Helicopters, rifles, tools, clothes, medical supplies, soccer balls and a coffee maker -all are on the most recent Office of Emergency Services' list of military surplus in the city or county of Sacramento. Combined, the county sheriff and city police departments have 611 M-16 rifles, three Humvees and eleven helicopters, though most of the helicopters are used for parts for the three that fly.
Sacramento County has more than $11 million in surplus military equipment and other items with an estimated shelf-life of a year. There are at least 1,018 items that include 288 M-16 rifles.
Sacramento police have more than $600,000 worth of old military gear -including three helicopters. The department says it has eight grenade launchers that it uses for tear gas.
Both have an armored vehicle. Michelle Gigante is a sergeant with the Sacramento Police Department. She says the Peacekeeper is deployed between 70-and-130 times each year.
"Our tactical unit uses that constantly, whether it's for training, working with units out on the street to get people from surrounding areas where there might be a barricaded subject to get them to safety," says Gigante." We train constantly for officer down scenarios, for getting officers closer to a situation where there might be an armed subject."
The sheriff's department has an armored unit called a bearcat. The S.W.A.T. team used the bearcat during the Arden Way standoff in 2010.
Sergeant Jim Schaefers runs the surplus acquisition program at the sheriff's department. About 70-percent of the items are tools.

> _EXTRACTED DATA_:
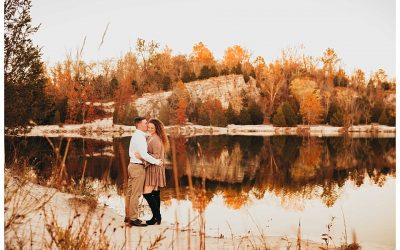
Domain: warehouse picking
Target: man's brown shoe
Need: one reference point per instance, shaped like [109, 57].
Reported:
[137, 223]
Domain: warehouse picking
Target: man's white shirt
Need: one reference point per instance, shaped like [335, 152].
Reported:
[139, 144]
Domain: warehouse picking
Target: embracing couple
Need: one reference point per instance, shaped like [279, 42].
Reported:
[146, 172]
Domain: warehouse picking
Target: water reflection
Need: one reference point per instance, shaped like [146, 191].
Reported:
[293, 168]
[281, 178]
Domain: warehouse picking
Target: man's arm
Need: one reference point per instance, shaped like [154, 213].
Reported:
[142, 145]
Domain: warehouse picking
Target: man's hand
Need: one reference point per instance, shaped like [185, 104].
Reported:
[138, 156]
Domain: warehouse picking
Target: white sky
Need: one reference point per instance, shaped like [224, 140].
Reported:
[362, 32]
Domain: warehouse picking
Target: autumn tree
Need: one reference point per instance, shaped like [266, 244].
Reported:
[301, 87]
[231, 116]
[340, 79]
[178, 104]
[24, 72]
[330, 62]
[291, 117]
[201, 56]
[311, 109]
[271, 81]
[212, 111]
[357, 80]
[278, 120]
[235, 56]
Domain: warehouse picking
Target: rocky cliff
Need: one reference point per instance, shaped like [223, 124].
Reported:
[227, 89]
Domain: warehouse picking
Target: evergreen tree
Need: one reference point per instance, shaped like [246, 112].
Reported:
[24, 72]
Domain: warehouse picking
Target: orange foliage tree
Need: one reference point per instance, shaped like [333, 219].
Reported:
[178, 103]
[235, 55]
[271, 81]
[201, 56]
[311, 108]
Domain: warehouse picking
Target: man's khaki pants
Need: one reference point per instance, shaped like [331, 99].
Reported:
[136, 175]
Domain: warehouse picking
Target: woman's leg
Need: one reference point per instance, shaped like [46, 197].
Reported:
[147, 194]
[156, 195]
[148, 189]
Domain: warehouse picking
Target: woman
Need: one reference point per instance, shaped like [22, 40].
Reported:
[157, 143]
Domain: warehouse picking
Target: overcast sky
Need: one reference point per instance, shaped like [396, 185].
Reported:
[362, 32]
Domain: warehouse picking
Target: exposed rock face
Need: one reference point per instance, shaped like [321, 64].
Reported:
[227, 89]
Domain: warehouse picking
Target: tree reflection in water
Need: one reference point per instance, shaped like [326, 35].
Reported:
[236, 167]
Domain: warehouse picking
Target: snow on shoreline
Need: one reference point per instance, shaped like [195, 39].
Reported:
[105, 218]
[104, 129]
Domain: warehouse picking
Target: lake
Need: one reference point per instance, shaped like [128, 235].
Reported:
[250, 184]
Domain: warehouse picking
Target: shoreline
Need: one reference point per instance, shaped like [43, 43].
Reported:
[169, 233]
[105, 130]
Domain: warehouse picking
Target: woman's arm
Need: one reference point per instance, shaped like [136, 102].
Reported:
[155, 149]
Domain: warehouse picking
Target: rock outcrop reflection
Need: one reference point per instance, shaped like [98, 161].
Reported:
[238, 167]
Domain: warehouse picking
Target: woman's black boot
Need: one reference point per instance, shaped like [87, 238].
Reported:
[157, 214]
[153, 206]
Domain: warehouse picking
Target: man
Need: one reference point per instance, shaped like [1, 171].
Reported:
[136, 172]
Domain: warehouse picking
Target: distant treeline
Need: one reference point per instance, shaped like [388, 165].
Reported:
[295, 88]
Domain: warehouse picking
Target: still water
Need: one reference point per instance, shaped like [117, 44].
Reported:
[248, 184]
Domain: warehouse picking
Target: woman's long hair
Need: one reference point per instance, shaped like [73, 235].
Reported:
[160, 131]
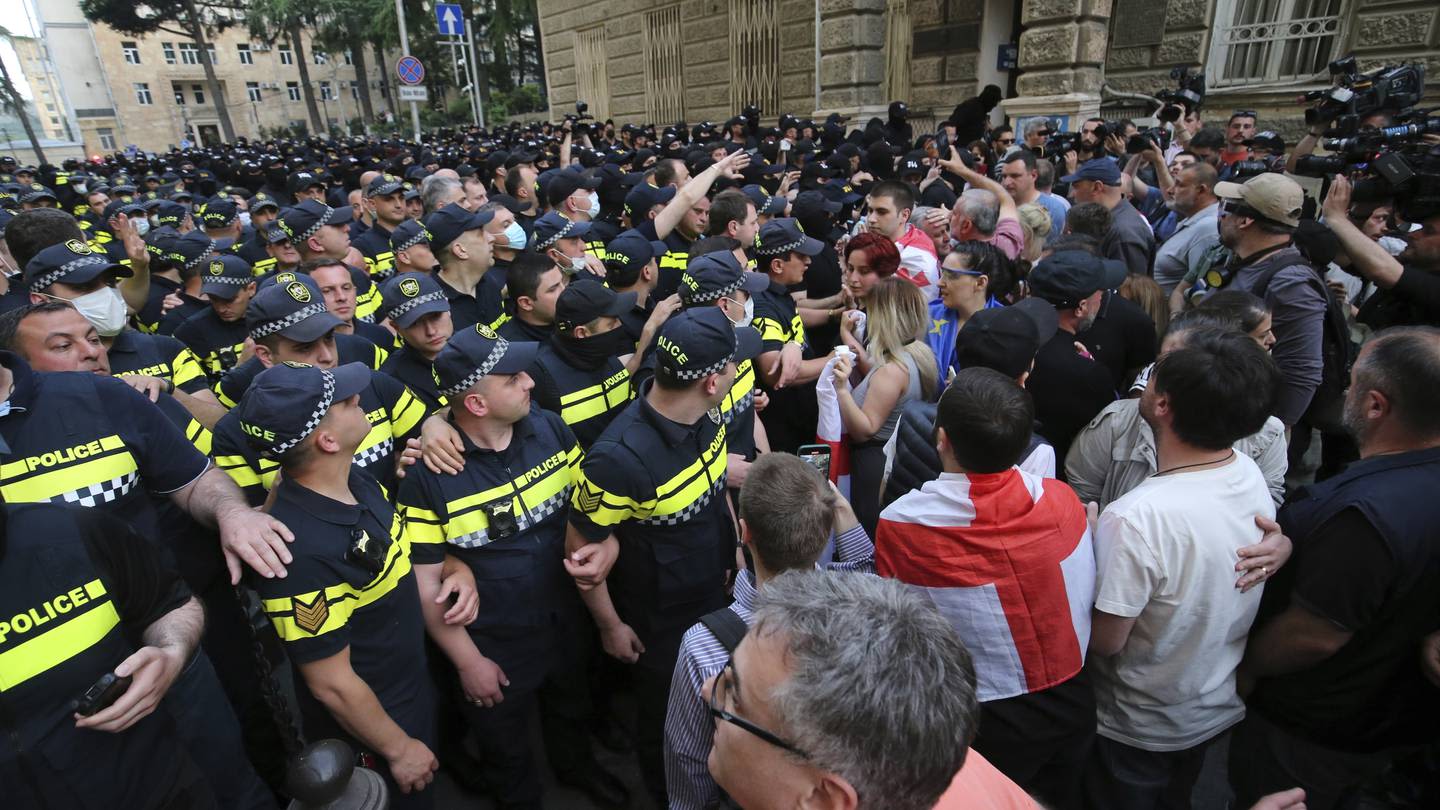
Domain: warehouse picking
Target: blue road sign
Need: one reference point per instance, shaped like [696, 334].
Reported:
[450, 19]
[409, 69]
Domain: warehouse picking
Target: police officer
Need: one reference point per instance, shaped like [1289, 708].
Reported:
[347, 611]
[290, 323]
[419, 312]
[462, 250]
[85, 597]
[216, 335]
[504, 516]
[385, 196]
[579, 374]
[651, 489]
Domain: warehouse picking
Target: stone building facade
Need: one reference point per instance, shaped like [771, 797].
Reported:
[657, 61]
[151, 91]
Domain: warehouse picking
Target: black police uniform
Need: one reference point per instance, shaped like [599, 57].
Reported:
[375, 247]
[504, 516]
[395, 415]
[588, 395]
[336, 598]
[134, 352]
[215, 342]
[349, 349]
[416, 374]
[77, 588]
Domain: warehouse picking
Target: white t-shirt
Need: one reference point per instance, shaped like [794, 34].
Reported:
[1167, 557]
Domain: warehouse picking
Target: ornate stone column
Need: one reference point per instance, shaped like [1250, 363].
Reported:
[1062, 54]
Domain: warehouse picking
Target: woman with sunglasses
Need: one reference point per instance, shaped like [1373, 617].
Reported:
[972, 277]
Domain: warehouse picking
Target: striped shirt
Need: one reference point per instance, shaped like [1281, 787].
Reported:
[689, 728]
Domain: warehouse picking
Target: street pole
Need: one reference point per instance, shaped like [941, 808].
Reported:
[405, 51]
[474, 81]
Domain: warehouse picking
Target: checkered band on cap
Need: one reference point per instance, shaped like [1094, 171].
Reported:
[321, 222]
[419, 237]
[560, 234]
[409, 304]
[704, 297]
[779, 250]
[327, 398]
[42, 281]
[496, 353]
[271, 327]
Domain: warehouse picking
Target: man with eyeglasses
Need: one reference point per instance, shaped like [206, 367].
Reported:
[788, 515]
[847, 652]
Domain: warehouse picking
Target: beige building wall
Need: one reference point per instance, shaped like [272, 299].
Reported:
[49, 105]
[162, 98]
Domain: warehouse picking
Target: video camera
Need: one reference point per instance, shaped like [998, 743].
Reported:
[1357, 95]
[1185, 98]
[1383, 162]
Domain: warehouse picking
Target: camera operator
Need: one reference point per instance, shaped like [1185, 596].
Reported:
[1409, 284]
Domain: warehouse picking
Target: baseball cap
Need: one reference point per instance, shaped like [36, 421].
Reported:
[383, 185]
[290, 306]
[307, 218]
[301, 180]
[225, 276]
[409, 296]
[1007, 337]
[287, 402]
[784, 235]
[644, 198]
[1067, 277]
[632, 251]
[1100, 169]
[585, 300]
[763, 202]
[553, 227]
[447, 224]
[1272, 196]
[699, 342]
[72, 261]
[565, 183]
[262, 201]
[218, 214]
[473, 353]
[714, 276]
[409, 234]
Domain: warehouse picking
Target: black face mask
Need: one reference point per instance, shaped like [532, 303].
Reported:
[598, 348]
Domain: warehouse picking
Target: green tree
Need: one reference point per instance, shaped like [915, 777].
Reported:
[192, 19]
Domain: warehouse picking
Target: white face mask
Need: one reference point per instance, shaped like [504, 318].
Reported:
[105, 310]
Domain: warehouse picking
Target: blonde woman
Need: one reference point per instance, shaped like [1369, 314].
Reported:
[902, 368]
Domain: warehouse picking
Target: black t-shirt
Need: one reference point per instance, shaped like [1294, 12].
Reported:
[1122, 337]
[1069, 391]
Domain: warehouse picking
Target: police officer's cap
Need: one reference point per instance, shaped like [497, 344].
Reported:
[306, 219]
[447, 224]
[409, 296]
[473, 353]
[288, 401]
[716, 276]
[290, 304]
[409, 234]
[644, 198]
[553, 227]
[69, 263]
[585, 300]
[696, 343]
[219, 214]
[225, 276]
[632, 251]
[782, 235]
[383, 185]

> _COMPLETE THE FOLLOWING_:
A. Could you return the passage of the Sacramento military surplus article that begins at the words "Sacramento County has" and stops after "for tear gas.", copied word for word?
B. Can you carry the Sacramento military surplus article further, picking up after its last sentence?

> _ANSWERS BY ITEM NUMBER_:
A.
Sacramento County has more than $11 million in surplus military equipment and other items with an estimated shelf-life of a year. There are at least 1,018 items that include 288 M-16 rifles.
Sacramento police have more than $600,000 worth of old military gear -including three helicopters. The department says it has eight grenade launchers that it uses for tear gas.

B.
"The little stuff would be items such as duct tape. We use a lot of duct tape. We get a lot of work tools, shovels, hand tools, small stuff that would make every day work -you know- the nicety items such as little cut-off tools, safety equipment."
Schaefers says the department must prove a need for each item it requests.
"We'll go out and look at items, generally in person over at the Tracy DLA -defense logistical place. From there, we go, 'Do we have an actual need for it?' We request it through Cal OES. Cal OES will say 'Yes, they have a valid need for it.' Then they send it up to Battle Creek Michigan and the folkds at the LESO (Law Enforcement Support Office) say 'Yes they have a valid need for it' and they approve it."
Both departments say they don't stockpile items or acquire vehicles they don't need -like the Mine-Resistant Ambush-Protected -MRAP- unit that has been acquired by many agencies across the country. The Humvees that the two agencies own are used in parades.